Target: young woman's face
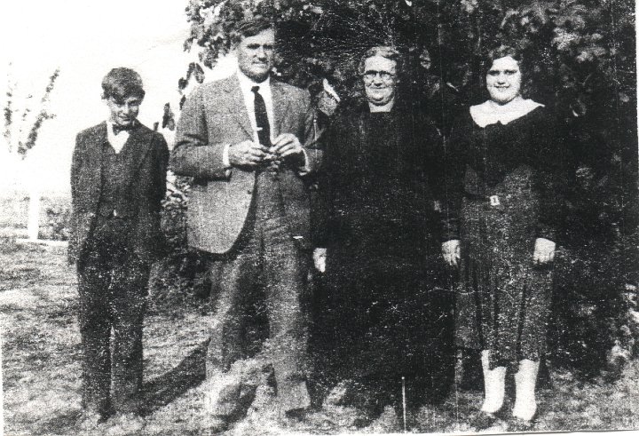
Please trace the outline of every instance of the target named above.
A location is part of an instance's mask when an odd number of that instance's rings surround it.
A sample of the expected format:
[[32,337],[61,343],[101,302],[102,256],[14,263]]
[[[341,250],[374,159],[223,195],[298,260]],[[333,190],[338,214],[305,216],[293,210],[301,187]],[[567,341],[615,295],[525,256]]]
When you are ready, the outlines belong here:
[[493,60],[486,74],[486,88],[491,99],[501,105],[518,96],[521,89],[519,63],[510,56]]

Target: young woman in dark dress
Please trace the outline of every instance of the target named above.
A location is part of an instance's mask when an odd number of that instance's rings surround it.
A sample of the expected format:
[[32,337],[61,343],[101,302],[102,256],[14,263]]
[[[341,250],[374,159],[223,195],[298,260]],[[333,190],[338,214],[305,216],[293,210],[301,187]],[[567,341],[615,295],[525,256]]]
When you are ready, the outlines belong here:
[[552,115],[521,96],[521,58],[500,47],[485,76],[490,99],[473,106],[446,150],[447,242],[459,266],[458,346],[481,350],[485,398],[475,426],[495,424],[507,367],[516,399],[509,430],[532,425],[552,292],[556,183],[563,147]]

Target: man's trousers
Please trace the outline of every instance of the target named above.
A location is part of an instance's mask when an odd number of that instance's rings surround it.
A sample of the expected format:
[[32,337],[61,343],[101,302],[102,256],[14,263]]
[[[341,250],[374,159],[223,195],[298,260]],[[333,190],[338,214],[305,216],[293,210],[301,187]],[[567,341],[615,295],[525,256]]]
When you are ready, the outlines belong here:
[[99,222],[77,267],[83,405],[101,414],[139,408],[149,267],[129,234],[124,219]]
[[[256,305],[265,312],[268,339],[260,356],[274,373],[280,410],[310,406],[306,388],[307,322],[304,310],[308,255],[294,241],[283,218],[277,175],[259,175],[256,197],[236,250],[216,266],[213,278],[217,301],[208,351],[207,377],[227,371],[250,356],[247,332],[255,321]],[[257,311],[259,312],[259,310]],[[260,359],[263,361],[263,359]],[[242,390],[256,388],[256,379],[240,376]],[[229,415],[237,398],[220,398],[213,414]]]

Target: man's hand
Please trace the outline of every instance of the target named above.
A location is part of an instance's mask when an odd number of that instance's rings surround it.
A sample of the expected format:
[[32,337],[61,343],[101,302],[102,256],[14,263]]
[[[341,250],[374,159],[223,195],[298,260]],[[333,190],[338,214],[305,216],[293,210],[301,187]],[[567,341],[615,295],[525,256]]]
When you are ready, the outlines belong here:
[[313,264],[315,265],[315,269],[320,273],[326,271],[326,256],[327,249],[313,250]]
[[459,239],[453,239],[442,243],[442,255],[444,260],[451,266],[458,266],[462,258],[462,249]]
[[555,260],[555,242],[546,238],[535,240],[535,250],[532,254],[534,265],[546,265]]
[[306,163],[302,144],[293,133],[282,133],[277,137],[268,151],[293,166],[303,167]]
[[229,163],[234,167],[260,165],[268,148],[253,141],[242,141],[229,147]]

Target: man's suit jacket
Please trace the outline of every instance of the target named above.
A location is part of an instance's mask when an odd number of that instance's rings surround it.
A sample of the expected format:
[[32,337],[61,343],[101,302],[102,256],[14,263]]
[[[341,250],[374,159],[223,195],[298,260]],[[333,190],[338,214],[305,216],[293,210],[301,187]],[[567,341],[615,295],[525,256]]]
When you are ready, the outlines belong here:
[[[102,189],[102,153],[107,142],[106,123],[78,133],[71,163],[71,237],[69,262],[83,256],[98,219]],[[128,168],[123,174],[130,186],[128,199],[133,234],[134,252],[141,260],[151,262],[164,249],[160,228],[161,202],[166,193],[169,148],[162,134],[138,124],[120,153],[127,153]]]
[[[321,153],[314,147],[313,113],[309,93],[271,81],[273,137],[292,133],[306,149],[309,173]],[[235,243],[248,214],[256,184],[253,169],[223,164],[226,145],[254,140],[237,75],[196,89],[186,100],[176,136],[171,166],[176,174],[191,176],[188,202],[189,244],[211,253],[226,253]],[[282,168],[280,185],[286,223],[302,247],[310,246],[307,183],[298,171]]]

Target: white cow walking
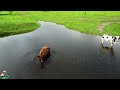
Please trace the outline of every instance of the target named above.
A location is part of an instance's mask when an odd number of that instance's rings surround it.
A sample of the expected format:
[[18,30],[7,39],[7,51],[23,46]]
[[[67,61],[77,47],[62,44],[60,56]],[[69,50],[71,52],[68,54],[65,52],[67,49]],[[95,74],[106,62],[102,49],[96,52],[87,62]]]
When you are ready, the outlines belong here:
[[119,41],[119,39],[120,39],[120,36],[109,36],[109,35],[104,34],[102,36],[102,44],[103,44],[103,41],[109,41],[112,47],[113,44]]

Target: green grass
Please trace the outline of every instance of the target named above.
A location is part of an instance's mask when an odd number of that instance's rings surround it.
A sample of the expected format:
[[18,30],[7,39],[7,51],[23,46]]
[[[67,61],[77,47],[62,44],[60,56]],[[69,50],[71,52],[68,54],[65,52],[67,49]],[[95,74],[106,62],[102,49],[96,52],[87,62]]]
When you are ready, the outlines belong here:
[[[101,35],[97,27],[106,22],[120,22],[120,11],[7,11],[0,12],[0,37],[37,29],[38,20],[55,22],[82,33]],[[119,25],[106,26],[105,32],[120,35]],[[112,29],[114,28],[114,29]],[[103,33],[102,33],[103,34]]]

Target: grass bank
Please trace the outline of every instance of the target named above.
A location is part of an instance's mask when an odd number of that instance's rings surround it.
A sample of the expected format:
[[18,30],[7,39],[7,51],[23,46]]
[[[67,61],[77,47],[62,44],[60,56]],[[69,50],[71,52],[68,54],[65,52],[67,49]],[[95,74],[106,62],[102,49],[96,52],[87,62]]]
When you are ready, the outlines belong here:
[[[6,14],[8,13],[8,14]],[[120,35],[119,25],[108,25],[103,33],[97,27],[106,22],[120,22],[119,11],[14,11],[0,12],[0,37],[30,32],[40,25],[38,20],[55,22],[88,34]]]

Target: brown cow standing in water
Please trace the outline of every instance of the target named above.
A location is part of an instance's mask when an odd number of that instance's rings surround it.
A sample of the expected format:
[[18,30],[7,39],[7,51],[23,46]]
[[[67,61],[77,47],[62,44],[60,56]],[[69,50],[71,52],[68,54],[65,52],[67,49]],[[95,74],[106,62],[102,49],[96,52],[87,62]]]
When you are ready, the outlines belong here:
[[42,47],[42,49],[40,50],[39,54],[38,54],[38,58],[40,60],[40,62],[44,62],[45,59],[50,55],[50,48],[45,45],[44,47]]

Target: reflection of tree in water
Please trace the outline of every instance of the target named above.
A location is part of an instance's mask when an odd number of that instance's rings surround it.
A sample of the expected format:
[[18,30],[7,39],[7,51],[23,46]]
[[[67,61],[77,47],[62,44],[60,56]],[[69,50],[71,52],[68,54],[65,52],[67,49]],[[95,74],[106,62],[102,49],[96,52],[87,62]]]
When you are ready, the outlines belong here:
[[102,50],[104,53],[108,53],[108,54],[110,53],[111,56],[115,56],[113,47],[112,47],[112,48],[110,48],[110,47],[104,47],[103,44],[101,44],[101,45],[100,45],[100,48],[101,48],[101,50]]

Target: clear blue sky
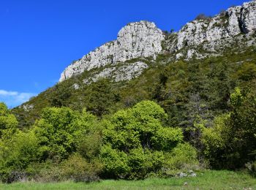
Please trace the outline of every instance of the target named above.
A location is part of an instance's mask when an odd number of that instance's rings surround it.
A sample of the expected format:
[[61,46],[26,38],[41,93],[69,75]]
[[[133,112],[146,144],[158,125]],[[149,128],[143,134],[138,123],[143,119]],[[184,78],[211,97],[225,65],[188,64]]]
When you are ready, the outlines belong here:
[[0,102],[10,107],[53,86],[73,60],[146,20],[176,31],[200,13],[214,15],[241,0],[0,1]]

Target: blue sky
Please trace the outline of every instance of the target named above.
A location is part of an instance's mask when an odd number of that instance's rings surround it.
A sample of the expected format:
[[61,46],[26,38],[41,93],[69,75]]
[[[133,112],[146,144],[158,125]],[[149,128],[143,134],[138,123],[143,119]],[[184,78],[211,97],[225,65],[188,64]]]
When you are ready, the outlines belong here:
[[53,86],[73,60],[116,39],[129,22],[176,31],[241,0],[0,1],[0,102],[10,107]]

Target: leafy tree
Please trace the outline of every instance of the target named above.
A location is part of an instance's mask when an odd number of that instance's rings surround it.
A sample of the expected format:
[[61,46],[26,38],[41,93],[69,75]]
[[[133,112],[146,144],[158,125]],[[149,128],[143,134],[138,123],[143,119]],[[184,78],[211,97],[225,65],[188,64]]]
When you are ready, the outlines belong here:
[[104,176],[141,178],[163,166],[163,151],[183,140],[180,129],[165,127],[167,115],[158,104],[143,101],[105,121],[100,157]]
[[11,138],[16,132],[18,121],[15,116],[11,114],[7,107],[0,102],[0,139]]
[[86,111],[80,115],[68,107],[48,107],[35,123],[43,159],[61,160],[75,151],[78,137],[89,129],[94,116]]
[[27,178],[27,168],[39,161],[37,139],[33,132],[18,131],[10,140],[2,142],[0,151],[0,176],[4,182],[11,183]]

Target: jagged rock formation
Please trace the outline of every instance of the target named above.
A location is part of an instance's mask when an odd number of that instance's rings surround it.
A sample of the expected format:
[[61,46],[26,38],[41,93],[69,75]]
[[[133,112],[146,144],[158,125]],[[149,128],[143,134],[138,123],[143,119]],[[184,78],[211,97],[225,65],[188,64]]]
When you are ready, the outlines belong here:
[[255,42],[253,36],[255,30],[256,1],[252,1],[242,6],[229,8],[212,18],[203,18],[187,23],[173,34],[167,46],[171,53],[187,48],[182,53],[178,52],[177,59],[183,56],[190,58],[194,55],[201,58],[206,55],[197,53],[199,45],[212,53],[238,42],[242,45],[243,42],[252,40],[249,43],[252,45]]
[[[229,47],[255,45],[255,31],[256,0],[230,7],[214,18],[199,18],[187,23],[178,32],[165,37],[154,23],[132,23],[121,29],[116,40],[69,65],[59,81],[94,68],[103,70],[84,79],[84,83],[90,83],[100,77],[110,77],[114,81],[130,80],[140,75],[148,65],[141,61],[127,64],[128,60],[155,59],[161,53],[169,53],[173,60],[218,55]],[[116,68],[120,63],[122,66]]]
[[140,21],[124,26],[117,40],[106,43],[69,66],[61,74],[60,82],[85,70],[115,65],[118,62],[140,57],[155,58],[162,50],[164,35],[154,23]]

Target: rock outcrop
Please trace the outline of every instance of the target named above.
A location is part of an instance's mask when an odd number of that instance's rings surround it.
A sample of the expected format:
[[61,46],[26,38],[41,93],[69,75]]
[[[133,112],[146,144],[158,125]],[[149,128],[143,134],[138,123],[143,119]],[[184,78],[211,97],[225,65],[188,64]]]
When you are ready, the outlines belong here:
[[[128,64],[127,61],[155,59],[160,53],[168,53],[173,60],[195,56],[201,58],[219,55],[230,47],[255,45],[255,37],[256,0],[230,7],[214,18],[197,18],[177,33],[166,35],[154,23],[131,23],[120,30],[116,40],[100,46],[69,65],[59,81],[94,68],[102,69],[84,79],[84,83],[95,82],[101,77],[114,81],[130,80],[140,75],[148,65],[141,61]],[[122,66],[116,67],[120,63]]]
[[162,50],[161,42],[165,37],[154,23],[131,23],[122,28],[117,40],[106,43],[69,65],[61,74],[60,82],[85,70],[114,66],[118,62],[140,57],[156,58]]

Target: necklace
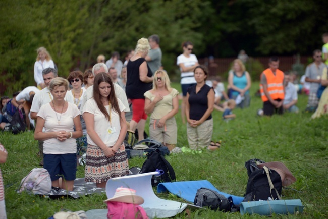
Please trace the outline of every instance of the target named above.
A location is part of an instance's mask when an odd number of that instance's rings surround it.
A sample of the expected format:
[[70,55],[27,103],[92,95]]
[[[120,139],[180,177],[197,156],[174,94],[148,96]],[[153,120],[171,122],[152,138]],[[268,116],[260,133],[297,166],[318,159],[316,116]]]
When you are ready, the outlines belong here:
[[62,118],[62,114],[63,113],[63,110],[64,110],[64,106],[65,105],[65,102],[64,102],[64,104],[63,104],[63,107],[62,107],[62,112],[61,112],[61,115],[59,116],[59,119],[58,119],[58,116],[57,116],[57,112],[56,111],[58,111],[58,108],[56,108],[54,107],[54,103],[53,103],[53,101],[52,101],[52,105],[53,106],[53,109],[55,110],[54,113],[56,114],[56,118],[57,118],[57,121],[58,121],[58,125],[60,125],[61,124],[61,118]]
[[75,95],[74,94],[74,91],[72,90],[72,94],[73,94],[73,96],[74,97],[74,104],[76,105],[76,106],[78,107],[79,105],[79,102],[80,102],[80,98],[81,98],[81,96],[82,95],[82,89],[81,89],[81,92],[80,92],[80,96],[79,96],[79,99],[77,101],[77,103],[76,102],[76,100],[75,100]]

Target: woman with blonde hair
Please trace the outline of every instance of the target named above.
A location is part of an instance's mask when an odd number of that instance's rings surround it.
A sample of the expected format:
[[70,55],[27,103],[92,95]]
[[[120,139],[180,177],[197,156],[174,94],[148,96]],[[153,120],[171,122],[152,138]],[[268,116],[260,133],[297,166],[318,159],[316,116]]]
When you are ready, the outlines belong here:
[[84,79],[84,84],[85,85],[84,87],[86,90],[89,87],[93,85],[94,77],[93,76],[93,74],[92,74],[92,69],[88,69],[85,70],[83,74],[83,77]]
[[154,76],[152,89],[144,94],[145,112],[151,113],[149,135],[163,142],[171,151],[177,144],[178,129],[174,115],[179,111],[179,92],[171,87],[165,71],[156,71]]
[[51,80],[50,92],[53,99],[37,113],[34,138],[44,141],[43,167],[50,174],[52,186],[72,191],[76,174],[75,139],[82,136],[82,131],[80,111],[64,100],[68,89],[67,80],[57,77]]
[[127,66],[127,83],[125,92],[132,103],[132,119],[130,122],[130,129],[135,131],[138,125],[138,140],[144,139],[143,133],[147,120],[145,113],[144,93],[151,88],[154,77],[145,58],[150,49],[148,39],[142,38],[138,40],[135,54]]
[[36,57],[36,61],[34,63],[34,80],[38,88],[42,90],[45,87],[42,77],[42,71],[47,68],[54,68],[54,64],[45,48],[40,47],[36,50],[36,51],[37,57]]
[[229,71],[228,81],[232,90],[231,97],[236,100],[237,106],[241,108],[249,106],[251,77],[240,59],[234,60],[232,68]]

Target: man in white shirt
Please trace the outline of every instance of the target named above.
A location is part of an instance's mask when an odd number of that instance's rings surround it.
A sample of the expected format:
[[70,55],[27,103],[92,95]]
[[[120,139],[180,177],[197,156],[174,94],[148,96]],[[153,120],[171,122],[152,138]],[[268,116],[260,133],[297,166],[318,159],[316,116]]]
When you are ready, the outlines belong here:
[[291,113],[298,113],[299,110],[296,106],[297,103],[297,91],[294,84],[291,82],[291,76],[285,74],[285,98],[283,103],[284,110]]
[[[92,68],[92,74],[93,74],[94,77],[95,77],[98,73],[100,73],[100,72],[104,72],[108,74],[108,68],[106,65],[103,63],[97,63],[93,66],[93,67]],[[114,83],[113,84],[114,85],[114,90],[115,90],[116,97],[120,99],[120,100],[122,101],[124,105],[124,106],[125,106],[124,112],[126,113],[129,112],[130,107],[129,106],[129,102],[128,102],[128,98],[127,98],[125,92],[124,92],[124,90],[117,83]],[[92,97],[93,97],[93,85],[90,86],[88,88],[88,89],[87,89],[85,94],[83,96],[83,102],[82,105],[81,106],[81,108],[80,108],[81,112],[83,112],[84,104],[86,101]]]
[[33,125],[34,124],[34,121],[31,119],[29,114],[31,104],[34,95],[39,92],[40,92],[40,90],[37,87],[34,86],[29,86],[24,88],[19,93],[19,94],[14,97],[12,100],[11,103],[14,106],[20,108],[24,108],[25,114],[27,115],[26,117],[26,125],[28,130],[30,129],[30,124]]
[[[53,68],[44,69],[42,71],[42,77],[46,87],[34,95],[32,106],[31,106],[31,118],[36,120],[37,118],[36,115],[40,110],[41,106],[49,103],[53,99],[52,94],[50,92],[49,86],[51,80],[57,77],[57,71]],[[69,95],[68,92],[66,92],[66,95],[64,99],[68,102],[74,103],[73,97],[72,95]],[[39,149],[40,149],[39,154],[42,157],[43,151],[43,142],[42,141],[39,141]]]
[[161,50],[159,47],[159,37],[158,35],[154,34],[148,38],[151,49],[149,50],[148,55],[145,59],[154,75],[155,72],[159,69],[161,66]]

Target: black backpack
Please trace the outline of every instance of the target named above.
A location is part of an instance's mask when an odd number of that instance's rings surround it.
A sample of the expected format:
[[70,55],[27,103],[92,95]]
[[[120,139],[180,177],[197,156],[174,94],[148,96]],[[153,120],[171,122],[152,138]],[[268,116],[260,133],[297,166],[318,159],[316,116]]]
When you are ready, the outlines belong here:
[[[176,180],[176,174],[171,164],[167,160],[161,152],[158,149],[147,154],[147,159],[142,165],[141,174],[156,171],[156,170],[162,170],[164,172],[161,175],[162,182],[171,182]],[[155,185],[154,176],[151,178],[151,185]]]
[[250,176],[243,201],[281,199],[282,186],[279,174],[264,166]]
[[245,162],[245,168],[247,170],[247,174],[248,175],[248,177],[251,175],[251,173],[254,171],[257,170],[259,170],[260,168],[257,166],[259,163],[264,163],[265,162],[257,159],[257,158],[254,158],[254,159],[251,159],[248,161],[247,161]]
[[231,200],[218,194],[216,191],[206,188],[197,190],[194,204],[199,207],[208,207],[211,210],[230,211],[233,205]]
[[10,122],[12,132],[16,135],[21,132],[26,131],[26,116],[24,108],[16,110]]

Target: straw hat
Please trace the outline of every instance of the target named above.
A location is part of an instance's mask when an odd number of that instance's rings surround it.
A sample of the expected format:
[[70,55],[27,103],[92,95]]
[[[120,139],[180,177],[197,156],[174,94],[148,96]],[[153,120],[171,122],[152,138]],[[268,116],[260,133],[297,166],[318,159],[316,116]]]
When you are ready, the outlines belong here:
[[266,166],[268,168],[277,171],[280,175],[282,185],[283,186],[288,186],[296,181],[296,178],[293,176],[288,168],[281,162],[268,162],[258,164],[257,166],[260,168],[263,168],[264,166]]
[[136,190],[128,188],[120,187],[116,189],[114,196],[112,198],[104,201],[104,202],[108,201],[142,204],[144,200],[142,197],[136,195]]

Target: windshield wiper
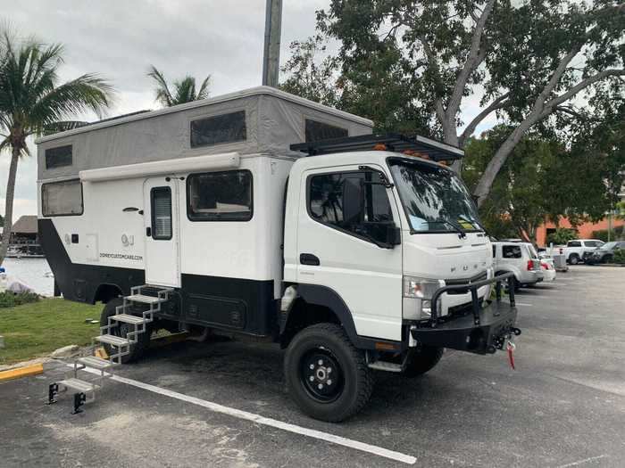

===============

Task description: Extract every line of the records above that contains the word "young", treating uppercase and lowercase as different.

Answer for the task:
Target: young woman's face
Target: young woman in dark dress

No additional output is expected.